▸ Brief 1: Translate this sentence from the Christmas visit entry into Spanish: "They had been with us for two weeks."
▸ Brief 2: Pick up the Christmas visit entry after its last sentence and write one further paragraph in the same first-person voice.

--- Source extract ---

January 06, 2003

Merry Christmas/Happy New Year

At 02:30 this morning we packed my mother-in-law and Miss M______, her travelling companion, along with their four suitcases, into a taxi which would take them to Copenhagen airport in good time for their 07:00 flight to London. It was very cold as we bade our farewells, and an unblemished inch of powdery snow lay on the ground. Provided all is going to schedule, they should be in Heathrow by now, wearily pausing for breath before their flight back to Canada. They had been with us for two weeks.

--- Input data ---

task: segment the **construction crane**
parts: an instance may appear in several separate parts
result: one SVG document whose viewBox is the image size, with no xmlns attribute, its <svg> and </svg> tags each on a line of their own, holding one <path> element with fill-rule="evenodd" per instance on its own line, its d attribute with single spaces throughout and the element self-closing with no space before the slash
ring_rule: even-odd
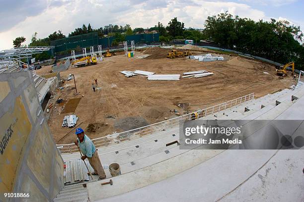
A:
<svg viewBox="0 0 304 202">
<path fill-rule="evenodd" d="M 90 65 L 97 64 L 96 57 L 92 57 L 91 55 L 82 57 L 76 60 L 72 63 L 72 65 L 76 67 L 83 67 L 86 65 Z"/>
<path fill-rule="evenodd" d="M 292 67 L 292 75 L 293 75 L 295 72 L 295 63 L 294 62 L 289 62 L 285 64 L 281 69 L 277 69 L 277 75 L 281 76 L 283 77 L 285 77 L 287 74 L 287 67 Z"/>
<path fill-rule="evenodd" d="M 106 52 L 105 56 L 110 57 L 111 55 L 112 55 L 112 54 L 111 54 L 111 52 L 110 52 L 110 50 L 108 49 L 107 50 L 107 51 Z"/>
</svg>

---

▸ Result 1: Habían estado con nosotros dos semanas.

▸ Result 2:
* * *

The day they arrived (Sunday December 22nd) was no less chilly. I had travelled out to meet them alone, as we'd had a veterinary emergency that morning, having observed Cat spend an inordinate amount of time in the litter box, to which he would return every few minutes, in evident discomfort, depositing no more than a pinpoint of urine each time. A few phone calls led me to speak to the on-call vet, who advised an immediate examination, suspecting the possibility of a urinary tract obstruction. Within an hour my wife and I were in the deserted clinic assisting the vet as she sedated, examined, anaesthetised and cathetered the unfortunate feline, before syringing saline solution into his bladder and draining blood-tinted fluid back out. She could find no stones or crystalline deposits, which led her to prescribe an anti-inflammatory and to test for bacterial infection. Cat was in a pitifully groggy state upon our return to the Mañana, so my wife opted to stay and keep an eye on him while I packed a book (Proust's The Guermantes Way), some pistachios, an apple, two oranges, and a bottle of mineral water, all of which had been consumed by the time we returned, some eight hours later.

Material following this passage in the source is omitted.